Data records
···

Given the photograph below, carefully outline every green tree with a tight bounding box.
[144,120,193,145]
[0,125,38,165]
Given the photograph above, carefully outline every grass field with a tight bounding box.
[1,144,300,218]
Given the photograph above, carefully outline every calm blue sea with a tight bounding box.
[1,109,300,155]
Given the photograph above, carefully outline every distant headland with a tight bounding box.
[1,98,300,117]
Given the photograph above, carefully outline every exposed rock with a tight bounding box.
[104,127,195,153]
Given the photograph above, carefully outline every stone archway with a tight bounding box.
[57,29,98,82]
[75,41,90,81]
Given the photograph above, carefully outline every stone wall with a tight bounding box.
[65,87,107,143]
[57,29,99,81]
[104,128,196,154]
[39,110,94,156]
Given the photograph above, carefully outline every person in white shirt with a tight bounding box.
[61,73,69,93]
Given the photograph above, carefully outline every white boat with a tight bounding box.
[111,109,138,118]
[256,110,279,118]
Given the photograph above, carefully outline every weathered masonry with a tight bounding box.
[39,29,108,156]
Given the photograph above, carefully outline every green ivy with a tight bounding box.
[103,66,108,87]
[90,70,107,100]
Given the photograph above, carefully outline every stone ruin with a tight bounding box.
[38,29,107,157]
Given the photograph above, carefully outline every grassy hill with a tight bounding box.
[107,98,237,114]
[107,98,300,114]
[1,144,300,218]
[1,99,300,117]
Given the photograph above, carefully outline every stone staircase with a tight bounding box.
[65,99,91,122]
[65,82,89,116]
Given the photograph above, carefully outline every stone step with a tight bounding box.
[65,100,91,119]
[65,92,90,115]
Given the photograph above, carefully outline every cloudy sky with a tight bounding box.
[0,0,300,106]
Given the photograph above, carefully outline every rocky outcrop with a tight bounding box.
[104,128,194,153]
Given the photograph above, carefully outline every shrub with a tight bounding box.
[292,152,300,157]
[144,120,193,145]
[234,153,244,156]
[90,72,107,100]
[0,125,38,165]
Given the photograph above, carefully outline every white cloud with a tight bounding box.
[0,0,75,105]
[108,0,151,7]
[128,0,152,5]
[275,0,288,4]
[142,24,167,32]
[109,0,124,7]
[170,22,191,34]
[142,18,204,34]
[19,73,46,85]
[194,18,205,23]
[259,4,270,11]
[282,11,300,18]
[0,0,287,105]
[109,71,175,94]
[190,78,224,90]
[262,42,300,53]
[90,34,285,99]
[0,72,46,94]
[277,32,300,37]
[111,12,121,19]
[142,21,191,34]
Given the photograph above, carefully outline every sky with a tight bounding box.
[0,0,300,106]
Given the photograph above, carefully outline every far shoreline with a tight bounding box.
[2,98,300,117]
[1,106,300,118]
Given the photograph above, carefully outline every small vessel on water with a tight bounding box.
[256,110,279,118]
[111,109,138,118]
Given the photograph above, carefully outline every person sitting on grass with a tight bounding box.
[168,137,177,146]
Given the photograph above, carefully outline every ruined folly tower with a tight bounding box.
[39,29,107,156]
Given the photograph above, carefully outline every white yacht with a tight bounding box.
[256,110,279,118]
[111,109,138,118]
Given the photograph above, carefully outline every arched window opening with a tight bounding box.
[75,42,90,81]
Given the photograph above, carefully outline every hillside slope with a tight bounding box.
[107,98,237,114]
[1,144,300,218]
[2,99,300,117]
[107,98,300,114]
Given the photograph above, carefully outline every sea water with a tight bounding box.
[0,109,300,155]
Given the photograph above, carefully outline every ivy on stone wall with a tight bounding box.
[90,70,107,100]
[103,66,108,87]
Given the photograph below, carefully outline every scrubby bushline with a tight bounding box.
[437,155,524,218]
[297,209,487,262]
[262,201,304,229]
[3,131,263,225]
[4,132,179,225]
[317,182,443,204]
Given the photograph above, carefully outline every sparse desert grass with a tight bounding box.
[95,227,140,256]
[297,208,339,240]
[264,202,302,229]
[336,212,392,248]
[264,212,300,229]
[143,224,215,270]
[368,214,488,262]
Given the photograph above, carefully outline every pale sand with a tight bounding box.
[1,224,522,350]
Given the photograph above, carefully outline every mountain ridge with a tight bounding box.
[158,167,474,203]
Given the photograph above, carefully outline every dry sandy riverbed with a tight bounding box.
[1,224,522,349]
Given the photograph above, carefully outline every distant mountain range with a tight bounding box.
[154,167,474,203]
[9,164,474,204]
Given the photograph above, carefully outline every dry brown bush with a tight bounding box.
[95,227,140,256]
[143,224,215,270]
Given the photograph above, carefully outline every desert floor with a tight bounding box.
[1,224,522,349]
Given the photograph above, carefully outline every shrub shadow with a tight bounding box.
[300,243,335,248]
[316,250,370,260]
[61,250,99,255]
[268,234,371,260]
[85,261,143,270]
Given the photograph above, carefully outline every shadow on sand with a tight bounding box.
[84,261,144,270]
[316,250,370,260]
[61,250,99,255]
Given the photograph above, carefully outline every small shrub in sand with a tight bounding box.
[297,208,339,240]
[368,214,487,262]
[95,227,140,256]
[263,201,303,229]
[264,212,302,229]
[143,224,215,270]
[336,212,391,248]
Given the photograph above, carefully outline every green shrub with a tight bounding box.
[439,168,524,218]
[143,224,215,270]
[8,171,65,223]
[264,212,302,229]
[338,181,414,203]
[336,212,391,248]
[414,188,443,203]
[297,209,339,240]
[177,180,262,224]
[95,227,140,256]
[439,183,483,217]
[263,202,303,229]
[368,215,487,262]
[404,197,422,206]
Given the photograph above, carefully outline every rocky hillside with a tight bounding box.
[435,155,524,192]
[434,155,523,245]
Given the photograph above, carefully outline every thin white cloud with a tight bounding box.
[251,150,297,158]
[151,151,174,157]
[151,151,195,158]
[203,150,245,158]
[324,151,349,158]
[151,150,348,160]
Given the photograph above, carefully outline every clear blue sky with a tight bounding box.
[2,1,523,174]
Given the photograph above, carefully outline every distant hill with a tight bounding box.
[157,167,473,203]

···

Activity:
Every entry above should come back exactly as written.

Response to the exercise:
Given the photograph below, carefully outline every green tree with a tight bounding box.
[144,120,193,145]
[0,125,38,165]
Given the photograph above, carefully outline every grass field with a tight bounding box.
[1,144,300,218]
Given the photograph above, carefully outline every calm blue sea with a tight bounding box.
[1,109,300,155]
Given the photograph above, carefully outline every distant headland with a tight bounding box.
[1,98,300,117]
Given the photograph above, carefully outline every exposed rock with a tight bounding box.
[104,127,195,153]
Given the photograph above, carefully outline every stone archway with a tight bounding box.
[57,29,98,82]
[75,41,90,81]
Given the photograph above, carefully outline every stone wall with a tight bounding box.
[65,87,107,143]
[57,29,99,81]
[104,128,196,154]
[39,110,94,156]
Given the photograph above, carefully outline every person in white shirt with a tight bounding box.
[61,73,69,93]
Given the photograph above, carefully outline every white boat with a tight bounding box.
[111,109,138,118]
[256,110,279,118]
Given the photograph above, carefully outline every weathered masonry with a tight bounding box.
[39,29,108,156]
Given the photograph above, carefully outline every green ivy with a tight bounding box.
[103,66,108,87]
[90,70,107,100]
Given the photograph above, carefully outline every stone ruin with a tight bounding box.
[38,29,107,157]
Given the photograph above, carefully outline every grassy hill with a tight bounding box.
[107,98,237,114]
[107,98,300,114]
[1,144,300,218]
[1,99,300,117]
Given the photograph above, carefully outline every stone staircase with a tight bounding box.
[65,99,91,122]
[65,82,89,116]
Given the photograph above, carefully outline every stone step with a tight bounding box.
[65,100,91,119]
[65,92,90,115]
Given the photograph above, carefully outline every cloudy sky with a tight bounding box.
[0,0,300,106]
Given the photograph above, carefully outline every rocky outcrop with a tight bounding box.
[104,128,194,153]
Given the photograph above, carefully outline every shrub with a tight bounding box.
[292,152,300,157]
[144,120,193,145]
[234,153,244,156]
[90,72,107,100]
[0,125,38,165]
Given the photograph above, carefully outline every white cloud with a tight bounding box.
[0,0,75,105]
[108,0,151,7]
[128,0,152,5]
[275,0,288,4]
[142,24,167,32]
[109,0,124,7]
[170,22,191,34]
[142,18,204,34]
[19,73,46,85]
[194,18,205,23]
[259,4,270,11]
[282,11,300,18]
[0,0,287,105]
[109,71,175,94]
[190,78,224,90]
[262,42,300,53]
[90,34,285,99]
[0,72,46,94]
[277,32,300,37]
[111,12,121,19]
[142,21,191,34]
Given the photograph above, carefully outline every sky with a tight bounding box.
[0,0,300,106]
Given the photograph above, carefully outline every far shoreline with a tight bounding box.
[2,98,300,117]
[1,106,300,118]
Given the photograph above, carefully outline every small vessel on water with a tight bounding box.
[256,110,279,118]
[111,109,138,118]
Given the photograph above, carefully outline every person sitting on grass with a tight bounding box.
[168,137,177,146]
Given the photograph above, carefully outline every ruined folly tower with a tight bounding box.
[39,29,107,156]
Given the photograph above, carefully outline every white yacht with a tight bounding box.
[256,110,279,118]
[111,109,138,118]
Given the photograph above, carefully outline every arched window opening with a tight bounding box.
[75,42,90,81]
Given the photograph above, carefully outline every hillside slope with a tight bounding box.
[107,98,237,114]
[1,144,300,218]
[2,99,300,117]
[107,98,300,114]
Given the photograph above, carefully outline every sea water with a tight bounding box.
[0,109,300,155]
Given the photograph above, carefully outline every ivy on stone wall with a tight bounding box.
[90,70,107,100]
[103,66,108,87]
Given the photograph below, carefully outline every scrubby bushline with a tight bounding box.
[437,155,524,218]
[297,209,487,262]
[262,201,304,229]
[3,131,263,225]
[4,132,179,225]
[317,182,443,204]
Given the photograph above, carefully outline every sparse desert grass with a tight bounding box.
[95,227,140,256]
[297,208,339,240]
[264,202,302,229]
[336,212,392,248]
[264,212,300,229]
[143,224,215,270]
[368,214,488,262]
Given the photograph above, carefully outline every pale sand with a tight bounding box.
[1,224,522,350]
Given the photograph above, carefully outline every mountain ridge with a tight bounding box.
[158,167,474,203]
Given the photograph above, carefully outline every dry sandy riverbed with a tight bounding box.
[1,224,522,349]
Given the photograph above, carefully outline every distant mountain range with a tight bounding box.
[154,167,474,203]
[9,164,474,204]
Given the photograph above, carefully outline every dry brown bush with a tight bounding box.
[95,227,140,256]
[143,224,215,270]
Given the photograph above, carefully outline every desert floor with a tight bounding box.
[1,224,522,349]
Given the photograph above, carefully outline every shrub shadow with a tight bounding box.
[300,243,335,248]
[316,250,370,260]
[61,250,99,255]
[268,234,371,260]
[85,261,143,270]
Given the photograph above, carefully outline every shadow on sand with a tight bounding box.
[84,261,144,270]
[316,250,370,260]
[61,250,99,255]
Given the photograph above, carefully outline every small shrub in sand with a tight bounding box.
[297,208,339,240]
[368,214,487,262]
[95,227,140,256]
[263,201,303,229]
[264,212,302,229]
[143,224,215,270]
[336,212,391,248]
Given the photograph above, carefully outline every green shrub with a tight bounding box.
[439,168,524,218]
[143,224,215,270]
[8,171,65,223]
[264,212,302,229]
[338,181,414,203]
[336,212,391,248]
[414,188,443,203]
[297,209,339,240]
[177,180,262,224]
[95,227,140,256]
[439,183,483,217]
[263,202,303,229]
[368,215,487,262]
[404,197,422,206]
Given the photograph above, carefully outline every rocky hillside with a tight bounding box.
[435,155,524,192]
[434,155,523,245]
Given the photograph above, carefully outline every thin white cloud with a tight bounding box.
[251,150,297,158]
[151,151,174,157]
[151,151,195,158]
[203,150,245,158]
[324,151,349,158]
[151,150,348,160]
Given the photograph above, carefully outline every clear blue sky with a tight bounding box.
[2,1,523,174]
Given the photograph above, carefully outline every distant hill with a tight bounding box.
[157,167,473,203]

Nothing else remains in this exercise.